Quoted text =

Content Discoverability through Intelligent Indexing

2017-09-12 by Sean Harrison

Can you imagine a publishing future in which marketers will compete for the services of experienced indexers? That might seem far-fetched, but I can imagine it. In fact, I think we're not that far from it.

Search engines are not very good at returning useful results, because most search indexing is based on automatic processing of the content. We have all experienced frustration in using search engines to find information, especially when the topics we are exploring move beyond the purely factual into the realms of ideas, imagination, and feelings. But some of the most important topics about which we are searching for answers are in those “soft,” non-fact-oriented realms. In areas like these, search engines have not delivered the value they promised.

The more thoughtfully and intelligently the index has been crafted, the more likely it will be that the search index will yield useful results.

In light of this reality, I disagree with those who still put hope in automatic semantic tagging of content as a stand-in for intelligent indexing. I believe we are coming to the end of the era in which automatic search indexing is accepted as a replacement for intelligent human indexing.1 Good content discovery requires the creation of intelligent indexes by human indexers. The more thoughtfully and intelligently the index has been crafted, the more likely it will be that the search index will yield useful results.

An good index is a semantic map of the content of a book. The better the index, the better the semantic map it provides. This semantic map cannot be adequately engineered by keyword tagging or automated search indexing.

. . . the intellectual part of indexing – the analysis of meaning, significance and uniqueness, then modelling the likely behaviour of human readers and providing for their predicted access paths – cannot be automated.2

A good index has long been a valuable component of non-fiction books: It helps readers to find where particular topics are discussed. But indexes are even more important in the digital future of publishing. Not only will indexes help people discover content within a particular book, but they will help people discover content across a whole library of books and other content. In other words, indexes will become a crucial part of content and product discovery.

Here is how it will work:

Index entries will be embedded in the content and attached to a range of text — as small as a word, as large as a group of paragraphs or a section.
The embedded index entries will be used to create, not just print indexes, but also a semantic map of the content in that book (or article, or feature).
This semantic map will be loaded into a search engine. Using the intelligently-crafted semantic map provided by the indexer, the search engine will learn from the indexers what the content is about and provide intelligent results.
The reader will have a much better search experience using the search engine that is created in this way. The more thoughtfully and intelligently the index has been crafted, the more likely it will be that the search index will yield useful results.
Readers who discover content in this way are more likely to find the content they are looking for, and more likely to purchase the publication that contains that content.

An excellent search experience is like excellent design: It is largely invisible, but very effective. In marketing, excellent design translates into more sales, even when buyers aren't aware of the design and don't realize they are responding to it. In product development, excellent design translates into greater customer satisfaction with the user experience. Similarly, an excellent search experience leads readers right to the content they are looking for, and can motivate them to come back again in the future and, if the search results are linked to product purchase opportunities, to buy the book.

Recorded information =
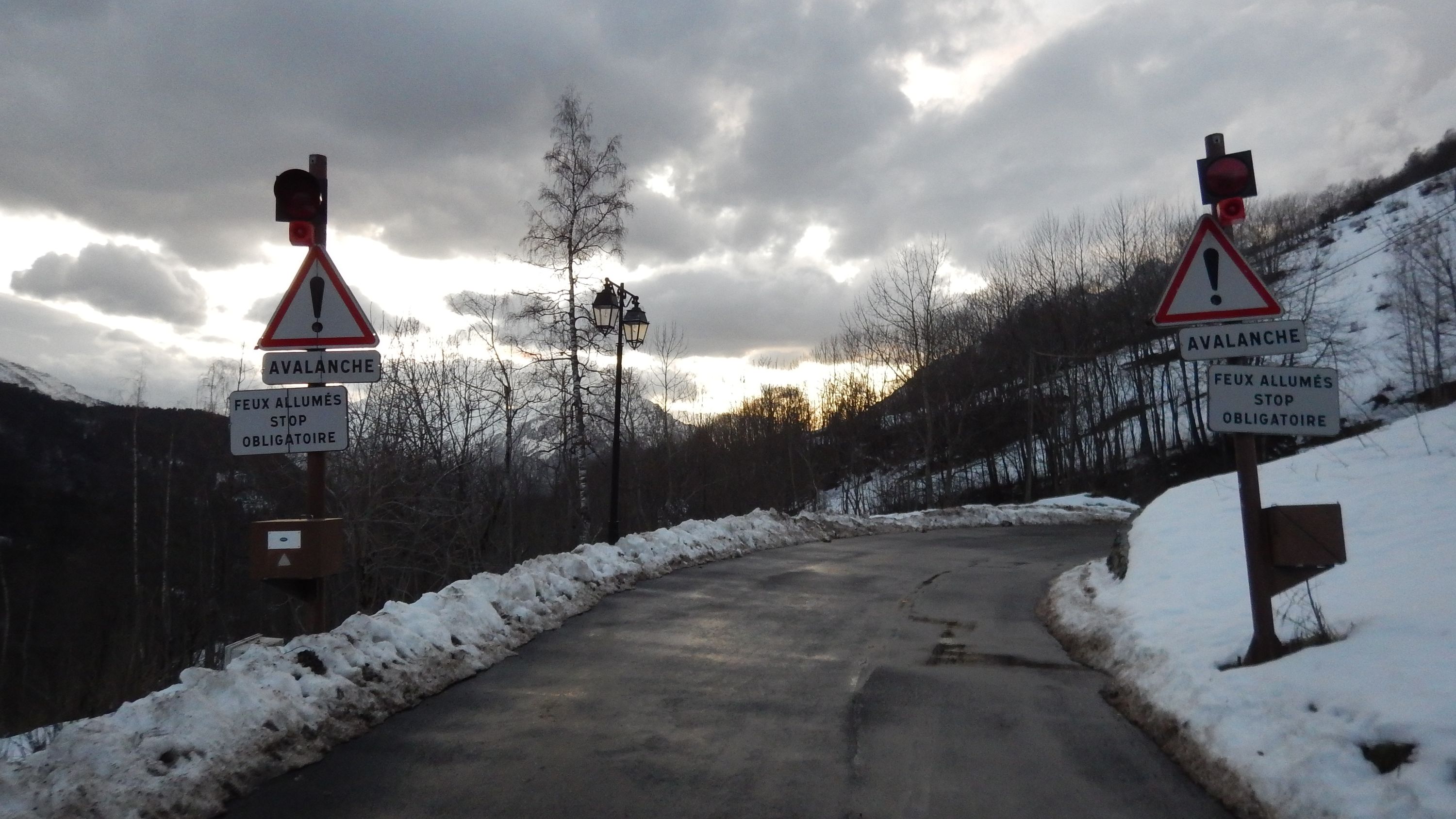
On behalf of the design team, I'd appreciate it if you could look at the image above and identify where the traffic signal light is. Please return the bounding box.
[274,167,329,246]
[1198,151,1258,205]
[1213,197,1245,227]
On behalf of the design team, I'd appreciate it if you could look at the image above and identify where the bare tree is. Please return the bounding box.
[521,89,632,540]
[839,237,954,508]
[651,323,697,522]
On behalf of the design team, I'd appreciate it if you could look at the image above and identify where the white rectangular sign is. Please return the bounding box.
[1208,364,1340,435]
[262,349,380,384]
[227,387,349,455]
[1178,319,1309,361]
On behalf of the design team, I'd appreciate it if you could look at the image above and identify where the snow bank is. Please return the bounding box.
[0,497,1128,818]
[1044,408,1456,818]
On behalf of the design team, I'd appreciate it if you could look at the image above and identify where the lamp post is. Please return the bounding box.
[591,279,648,542]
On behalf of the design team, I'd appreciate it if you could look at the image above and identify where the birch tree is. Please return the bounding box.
[521,89,632,538]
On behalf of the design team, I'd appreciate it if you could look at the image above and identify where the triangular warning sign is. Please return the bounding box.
[1153,214,1284,326]
[258,245,379,349]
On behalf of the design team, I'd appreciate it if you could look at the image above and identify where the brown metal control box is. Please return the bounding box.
[248,518,344,580]
[1264,503,1345,567]
[1262,503,1345,595]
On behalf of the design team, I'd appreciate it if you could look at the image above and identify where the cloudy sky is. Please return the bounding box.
[0,0,1456,409]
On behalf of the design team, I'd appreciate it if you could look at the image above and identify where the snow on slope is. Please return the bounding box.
[1047,408,1456,818]
[0,496,1130,819]
[0,360,106,408]
[1268,175,1456,420]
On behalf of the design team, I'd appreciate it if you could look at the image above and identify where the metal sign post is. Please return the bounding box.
[1152,134,1345,665]
[304,154,329,633]
[229,154,380,631]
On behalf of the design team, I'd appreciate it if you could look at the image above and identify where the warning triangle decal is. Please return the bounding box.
[258,245,379,349]
[1153,214,1284,326]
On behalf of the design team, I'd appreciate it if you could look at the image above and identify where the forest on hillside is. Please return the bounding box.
[0,123,1456,735]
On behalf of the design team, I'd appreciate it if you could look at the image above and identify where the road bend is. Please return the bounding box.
[229,526,1227,819]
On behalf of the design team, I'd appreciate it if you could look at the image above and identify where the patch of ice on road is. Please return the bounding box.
[1031,491,1137,513]
[0,499,1128,818]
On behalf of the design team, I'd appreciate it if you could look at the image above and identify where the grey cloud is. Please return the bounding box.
[10,245,207,328]
[0,294,207,406]
[0,0,1456,298]
[629,266,853,357]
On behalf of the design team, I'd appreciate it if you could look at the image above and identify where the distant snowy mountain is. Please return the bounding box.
[0,360,106,408]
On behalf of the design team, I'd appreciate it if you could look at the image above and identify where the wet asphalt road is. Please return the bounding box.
[229,526,1227,819]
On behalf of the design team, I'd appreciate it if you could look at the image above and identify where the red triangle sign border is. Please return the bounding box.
[1153,214,1284,326]
[256,245,379,349]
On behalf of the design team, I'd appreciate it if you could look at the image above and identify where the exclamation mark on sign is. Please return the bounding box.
[309,275,326,333]
[1206,247,1223,308]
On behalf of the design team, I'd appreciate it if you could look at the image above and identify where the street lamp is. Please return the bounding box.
[591,279,648,542]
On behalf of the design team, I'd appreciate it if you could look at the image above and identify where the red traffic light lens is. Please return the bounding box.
[288,221,313,247]
[1203,157,1249,199]
[1216,197,1245,227]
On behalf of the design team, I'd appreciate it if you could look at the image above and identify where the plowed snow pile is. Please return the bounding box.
[0,496,1136,818]
[1045,408,1456,819]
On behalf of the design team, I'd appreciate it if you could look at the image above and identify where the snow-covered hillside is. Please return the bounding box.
[1048,408,1456,819]
[0,360,106,408]
[1271,175,1456,422]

Required tasks =
A) List the realms that the article on intelligent indexing names as lying beyond the purely factual.
B) Write the next part of the article on intelligent indexing, starting after its final sentence.
The records are separate material and have no connection to the article on intelligent indexing.

Per-task outputs =
A) ideas, imagination, feelings

B)
As publishers, we don't need to wait for ebook reading software or global search engines to incorporate more intelligent indexing into their systems. In fact, as long as they don't, it is a business opportunity for us: We can use our books’ indexes to provide our customers with a better search and content-discovery experience on our own websites and on the web at-large.

In order to provide these benefits, index entries need to be embedded in the content. The traditional approach to indexing, in which indexers create a word-processor document with all the page numbers, will not suffice. Such “static indexes” are fine for print publications, but digital publications need index entries to do more than just point to the print page.

Digital index entries need to link to the precise location in the content where the entry occurs, so that readers can find what they are looking for. Static print indexes can be enhanced with hyperlinks to the location of the top of printed page, but that location is meaningless in a digital context, and it is often several screens away from the actual content, especially on small devices. What works in print does not work well in digital. By contrast, when the index entries are embedded right in the content, the compiled index can link right to the location in the content where the topic is discussed, given the reader a much better user experience.
Digital index entries can semantically tag the content to make that content more readily discoverable by search engines, but this only works if the index entries are clearly associated with the relevant content. The most straightforward way to associate index entries with particular content is to embed the index entries in the content and associate each one with a particular range of text.

All of this means that we need to find, hire, and train excellent human indexers to embed index entries in our publications. Then we can use all that embedded intelligence to enhance content discovery on our own websites and in our own apps. And if we make our content available to global search engines, we can use the embedded index entries to tell them what each piece of content is “about,” enhancing the chances that search engines will connect our content with those topics.3

Eventually, the world around us will catch up: The EPUB standards already contain clear guidance about how to embed index entries in the content of a publication.4 Ebook reading platforms will (probably, eventually…) support the EPUB standards for embedded index entries, and expose to users interfaces that make use of these indexes in more powerful ways. When that happens, publishers who have done the groundwork in advance, by creating ebooks with properly linked and embedded index entries, will have a significant leg-up over those who have not.5

Note: While originally preparing this piece, I went on Adobe Stock to find a photograph of a book index, but most of what I found was pictures of phone books, dictionaries in German, and other irrelevant things. Does everyone have this much trouble with Adobe Stock? I would have been glad to pay Adobe for a good image or group of images related to indexes; instead, I scanned a few pages from The Chicago Manual of Style. It seems that Adobe Stock needs to hire some experienced indexers to improve the semantic tagging of their photos.

1 This is true even as machine learning takes the world by storm. Machine learning cannot replace human intelligence. We will find, I think, that the best uses of machine learning are those that supplement human intelligence.

2 Bill Johncocks, “New technology and public perception,” The Indexer, vol. 30, No. 1 [March 2012], p. 10. Link: http://www.ingentaconnect.com/content/index/tiji/2012/00000030/00000001/art00003 (accessed April 25, 2016).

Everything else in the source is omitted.